> Given task
Below are some entries. Output each one exactly as it appears.

> Data for this exercise
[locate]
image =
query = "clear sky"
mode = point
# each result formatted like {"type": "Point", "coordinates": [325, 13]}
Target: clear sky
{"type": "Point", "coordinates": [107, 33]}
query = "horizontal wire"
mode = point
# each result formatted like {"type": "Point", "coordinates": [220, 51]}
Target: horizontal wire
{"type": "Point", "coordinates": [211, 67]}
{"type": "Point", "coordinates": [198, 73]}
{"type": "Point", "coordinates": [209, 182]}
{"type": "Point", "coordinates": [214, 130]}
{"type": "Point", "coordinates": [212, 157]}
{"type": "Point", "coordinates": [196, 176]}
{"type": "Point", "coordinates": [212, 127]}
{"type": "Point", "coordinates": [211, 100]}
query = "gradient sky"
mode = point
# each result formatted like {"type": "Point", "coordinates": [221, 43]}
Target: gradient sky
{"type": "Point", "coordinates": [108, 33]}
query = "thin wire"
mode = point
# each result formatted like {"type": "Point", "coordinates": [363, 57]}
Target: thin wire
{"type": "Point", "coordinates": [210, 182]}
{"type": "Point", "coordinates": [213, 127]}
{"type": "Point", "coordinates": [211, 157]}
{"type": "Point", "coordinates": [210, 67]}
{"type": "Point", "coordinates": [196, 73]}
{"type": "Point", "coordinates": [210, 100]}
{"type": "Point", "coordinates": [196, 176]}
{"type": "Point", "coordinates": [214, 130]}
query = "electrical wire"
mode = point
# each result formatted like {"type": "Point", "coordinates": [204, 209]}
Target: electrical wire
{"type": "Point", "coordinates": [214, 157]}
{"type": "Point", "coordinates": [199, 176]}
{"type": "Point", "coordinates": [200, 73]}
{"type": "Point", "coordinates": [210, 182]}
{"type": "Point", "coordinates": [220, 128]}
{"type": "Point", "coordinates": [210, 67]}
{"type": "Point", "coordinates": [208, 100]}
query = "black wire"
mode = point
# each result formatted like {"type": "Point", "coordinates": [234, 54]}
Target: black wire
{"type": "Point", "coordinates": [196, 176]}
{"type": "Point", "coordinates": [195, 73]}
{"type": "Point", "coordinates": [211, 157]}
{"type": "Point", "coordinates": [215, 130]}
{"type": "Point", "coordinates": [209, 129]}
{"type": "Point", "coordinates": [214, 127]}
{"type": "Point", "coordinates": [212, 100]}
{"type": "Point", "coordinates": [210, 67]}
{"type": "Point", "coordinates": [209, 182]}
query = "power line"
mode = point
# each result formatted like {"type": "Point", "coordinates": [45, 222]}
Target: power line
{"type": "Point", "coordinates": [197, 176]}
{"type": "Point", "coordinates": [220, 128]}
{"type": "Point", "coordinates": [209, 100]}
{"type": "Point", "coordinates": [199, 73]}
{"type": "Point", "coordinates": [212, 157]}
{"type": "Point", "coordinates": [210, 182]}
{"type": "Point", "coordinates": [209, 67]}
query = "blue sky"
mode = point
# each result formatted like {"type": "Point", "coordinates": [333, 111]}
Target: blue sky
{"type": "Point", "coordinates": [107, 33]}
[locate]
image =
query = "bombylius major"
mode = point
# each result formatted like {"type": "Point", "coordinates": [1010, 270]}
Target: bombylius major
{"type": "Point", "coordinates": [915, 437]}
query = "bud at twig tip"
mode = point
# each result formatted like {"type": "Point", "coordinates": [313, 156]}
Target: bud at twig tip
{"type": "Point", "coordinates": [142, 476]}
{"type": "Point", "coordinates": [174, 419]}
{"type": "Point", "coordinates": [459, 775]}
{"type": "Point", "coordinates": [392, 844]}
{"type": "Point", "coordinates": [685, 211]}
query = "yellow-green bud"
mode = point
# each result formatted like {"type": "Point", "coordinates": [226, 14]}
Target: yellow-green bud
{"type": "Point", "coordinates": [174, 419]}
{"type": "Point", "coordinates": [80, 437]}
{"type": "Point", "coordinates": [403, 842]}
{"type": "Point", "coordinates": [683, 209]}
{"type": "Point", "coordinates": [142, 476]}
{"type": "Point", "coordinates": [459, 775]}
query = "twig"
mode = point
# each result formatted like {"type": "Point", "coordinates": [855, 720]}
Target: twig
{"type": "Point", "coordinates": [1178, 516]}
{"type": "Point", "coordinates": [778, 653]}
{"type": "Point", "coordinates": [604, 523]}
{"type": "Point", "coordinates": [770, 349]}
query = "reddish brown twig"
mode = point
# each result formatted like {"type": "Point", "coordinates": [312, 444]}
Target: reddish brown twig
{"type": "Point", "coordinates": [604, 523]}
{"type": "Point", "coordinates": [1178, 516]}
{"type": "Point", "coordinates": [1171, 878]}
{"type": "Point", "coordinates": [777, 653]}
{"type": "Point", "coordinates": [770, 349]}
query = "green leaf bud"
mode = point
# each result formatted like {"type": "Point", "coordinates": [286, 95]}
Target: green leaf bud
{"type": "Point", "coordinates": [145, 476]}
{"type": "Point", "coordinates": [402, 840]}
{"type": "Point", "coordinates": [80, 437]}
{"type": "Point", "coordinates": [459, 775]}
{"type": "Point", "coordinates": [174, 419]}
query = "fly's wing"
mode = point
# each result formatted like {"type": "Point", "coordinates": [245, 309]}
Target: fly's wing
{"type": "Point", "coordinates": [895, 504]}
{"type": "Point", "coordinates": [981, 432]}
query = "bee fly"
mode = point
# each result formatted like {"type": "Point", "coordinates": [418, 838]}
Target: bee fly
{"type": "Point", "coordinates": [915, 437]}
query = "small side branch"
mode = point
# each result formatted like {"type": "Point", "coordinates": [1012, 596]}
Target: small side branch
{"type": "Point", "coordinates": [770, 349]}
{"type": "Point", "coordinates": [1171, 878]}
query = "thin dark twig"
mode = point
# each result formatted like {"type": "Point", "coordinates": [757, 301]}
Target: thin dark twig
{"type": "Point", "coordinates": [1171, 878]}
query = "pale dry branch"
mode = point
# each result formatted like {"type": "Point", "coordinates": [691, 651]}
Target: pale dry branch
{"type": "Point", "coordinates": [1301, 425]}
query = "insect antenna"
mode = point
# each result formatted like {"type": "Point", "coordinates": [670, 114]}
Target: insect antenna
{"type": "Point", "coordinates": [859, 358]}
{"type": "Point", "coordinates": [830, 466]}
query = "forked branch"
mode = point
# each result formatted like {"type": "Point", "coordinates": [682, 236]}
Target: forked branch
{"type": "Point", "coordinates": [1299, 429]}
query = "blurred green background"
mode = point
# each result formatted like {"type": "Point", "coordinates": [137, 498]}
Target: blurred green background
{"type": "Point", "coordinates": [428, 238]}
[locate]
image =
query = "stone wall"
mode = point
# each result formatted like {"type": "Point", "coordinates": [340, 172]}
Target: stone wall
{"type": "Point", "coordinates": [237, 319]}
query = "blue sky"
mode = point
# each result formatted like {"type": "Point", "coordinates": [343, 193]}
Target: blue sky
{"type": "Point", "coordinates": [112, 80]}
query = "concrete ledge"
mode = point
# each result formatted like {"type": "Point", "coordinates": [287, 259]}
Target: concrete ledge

> Written solution
[locate]
image =
query = "clear sky"
mode = point
# each result formatted like {"type": "Point", "coordinates": [325, 13]}
Target: clear sky
{"type": "Point", "coordinates": [107, 33]}
query = "horizontal wire"
mode = point
# each result formatted like {"type": "Point", "coordinates": [220, 51]}
Target: horizontal wire
{"type": "Point", "coordinates": [211, 67]}
{"type": "Point", "coordinates": [198, 73]}
{"type": "Point", "coordinates": [209, 182]}
{"type": "Point", "coordinates": [214, 130]}
{"type": "Point", "coordinates": [212, 157]}
{"type": "Point", "coordinates": [196, 176]}
{"type": "Point", "coordinates": [212, 127]}
{"type": "Point", "coordinates": [211, 100]}
query = "gradient sky"
mode = point
# each result formatted like {"type": "Point", "coordinates": [221, 43]}
Target: gradient sky
{"type": "Point", "coordinates": [108, 33]}
query = "thin wire"
mode = point
# each result formatted like {"type": "Point", "coordinates": [363, 57]}
Target: thin wire
{"type": "Point", "coordinates": [210, 182]}
{"type": "Point", "coordinates": [213, 127]}
{"type": "Point", "coordinates": [211, 157]}
{"type": "Point", "coordinates": [210, 67]}
{"type": "Point", "coordinates": [196, 73]}
{"type": "Point", "coordinates": [210, 100]}
{"type": "Point", "coordinates": [196, 176]}
{"type": "Point", "coordinates": [214, 130]}
query = "electrical wire"
mode = point
# each result formatted like {"type": "Point", "coordinates": [204, 209]}
Target: electrical wire
{"type": "Point", "coordinates": [214, 157]}
{"type": "Point", "coordinates": [199, 176]}
{"type": "Point", "coordinates": [200, 73]}
{"type": "Point", "coordinates": [210, 182]}
{"type": "Point", "coordinates": [220, 128]}
{"type": "Point", "coordinates": [210, 67]}
{"type": "Point", "coordinates": [208, 100]}
query = "black wire"
mode = point
# each result formatted like {"type": "Point", "coordinates": [234, 54]}
Target: black wire
{"type": "Point", "coordinates": [196, 176]}
{"type": "Point", "coordinates": [195, 73]}
{"type": "Point", "coordinates": [211, 157]}
{"type": "Point", "coordinates": [215, 130]}
{"type": "Point", "coordinates": [209, 129]}
{"type": "Point", "coordinates": [214, 127]}
{"type": "Point", "coordinates": [212, 100]}
{"type": "Point", "coordinates": [210, 67]}
{"type": "Point", "coordinates": [209, 182]}
query = "power line"
mode = point
# each result formatted like {"type": "Point", "coordinates": [45, 222]}
Target: power line
{"type": "Point", "coordinates": [197, 176]}
{"type": "Point", "coordinates": [220, 128]}
{"type": "Point", "coordinates": [209, 100]}
{"type": "Point", "coordinates": [199, 73]}
{"type": "Point", "coordinates": [212, 157]}
{"type": "Point", "coordinates": [210, 182]}
{"type": "Point", "coordinates": [209, 67]}
query = "blue sky"
mode = point
# each result formatted like {"type": "Point", "coordinates": [333, 111]}
Target: blue sky
{"type": "Point", "coordinates": [107, 33]}
[locate]
image =
query = "bombylius major"
mode = point
# each result formatted like {"type": "Point", "coordinates": [1010, 270]}
Target: bombylius major
{"type": "Point", "coordinates": [915, 437]}
query = "bud at twig tip"
mode = point
# each result formatted like {"type": "Point", "coordinates": [313, 156]}
Target: bud at twig tip
{"type": "Point", "coordinates": [142, 476]}
{"type": "Point", "coordinates": [174, 419]}
{"type": "Point", "coordinates": [459, 775]}
{"type": "Point", "coordinates": [392, 844]}
{"type": "Point", "coordinates": [685, 211]}
query = "yellow-green bud"
mode = point
# each result formatted like {"type": "Point", "coordinates": [226, 14]}
Target: yellow-green bud
{"type": "Point", "coordinates": [174, 419]}
{"type": "Point", "coordinates": [80, 437]}
{"type": "Point", "coordinates": [403, 842]}
{"type": "Point", "coordinates": [683, 209]}
{"type": "Point", "coordinates": [142, 476]}
{"type": "Point", "coordinates": [459, 775]}
query = "twig"
mode = point
# each result formatted like {"type": "Point", "coordinates": [855, 720]}
Target: twig
{"type": "Point", "coordinates": [1178, 516]}
{"type": "Point", "coordinates": [778, 653]}
{"type": "Point", "coordinates": [604, 523]}
{"type": "Point", "coordinates": [770, 349]}
query = "reddish brown twig"
mode = point
# each result formatted like {"type": "Point", "coordinates": [312, 444]}
Target: reddish brown twig
{"type": "Point", "coordinates": [604, 523]}
{"type": "Point", "coordinates": [1178, 516]}
{"type": "Point", "coordinates": [1171, 878]}
{"type": "Point", "coordinates": [777, 653]}
{"type": "Point", "coordinates": [770, 349]}
query = "green leaf bud"
mode = point
# each result formatted like {"type": "Point", "coordinates": [286, 95]}
Target: green leaf bud
{"type": "Point", "coordinates": [145, 476]}
{"type": "Point", "coordinates": [402, 840]}
{"type": "Point", "coordinates": [80, 437]}
{"type": "Point", "coordinates": [459, 775]}
{"type": "Point", "coordinates": [174, 419]}
query = "fly's wing"
mode = point
# each result formatted like {"type": "Point", "coordinates": [245, 309]}
Target: fly's wing
{"type": "Point", "coordinates": [895, 504]}
{"type": "Point", "coordinates": [981, 432]}
query = "bee fly"
mode = point
# each result formatted like {"type": "Point", "coordinates": [418, 838]}
Target: bee fly
{"type": "Point", "coordinates": [915, 437]}
query = "small side branch"
mode = point
# each result formatted like {"type": "Point", "coordinates": [1012, 596]}
Target: small side branch
{"type": "Point", "coordinates": [770, 349]}
{"type": "Point", "coordinates": [1171, 878]}
query = "thin dark twig"
mode = point
# each result formatted like {"type": "Point", "coordinates": [757, 301]}
Target: thin dark twig
{"type": "Point", "coordinates": [1171, 878]}
query = "pale dry branch"
mode = point
# each result formatted like {"type": "Point", "coordinates": [691, 651]}
Target: pale dry branch
{"type": "Point", "coordinates": [1301, 425]}
query = "insect antenna"
mode = point
# each result formatted like {"type": "Point", "coordinates": [670, 114]}
Target: insect antenna
{"type": "Point", "coordinates": [859, 358]}
{"type": "Point", "coordinates": [830, 466]}
query = "forked branch"
mode = point
# each result formatted like {"type": "Point", "coordinates": [682, 236]}
Target: forked branch
{"type": "Point", "coordinates": [1299, 429]}
query = "blurred green background"
mode = point
# each result formatted like {"type": "Point", "coordinates": [137, 498]}
Target: blurred green background
{"type": "Point", "coordinates": [428, 238]}
[locate]
image =
query = "stone wall"
mode = point
# each result formatted like {"type": "Point", "coordinates": [340, 172]}
Target: stone wall
{"type": "Point", "coordinates": [237, 319]}
query = "blue sky"
mode = point
# each result formatted like {"type": "Point", "coordinates": [343, 193]}
Target: blue sky
{"type": "Point", "coordinates": [112, 80]}
query = "concrete ledge"
mode = point
# each result formatted like {"type": "Point", "coordinates": [287, 259]}
Target: concrete ledge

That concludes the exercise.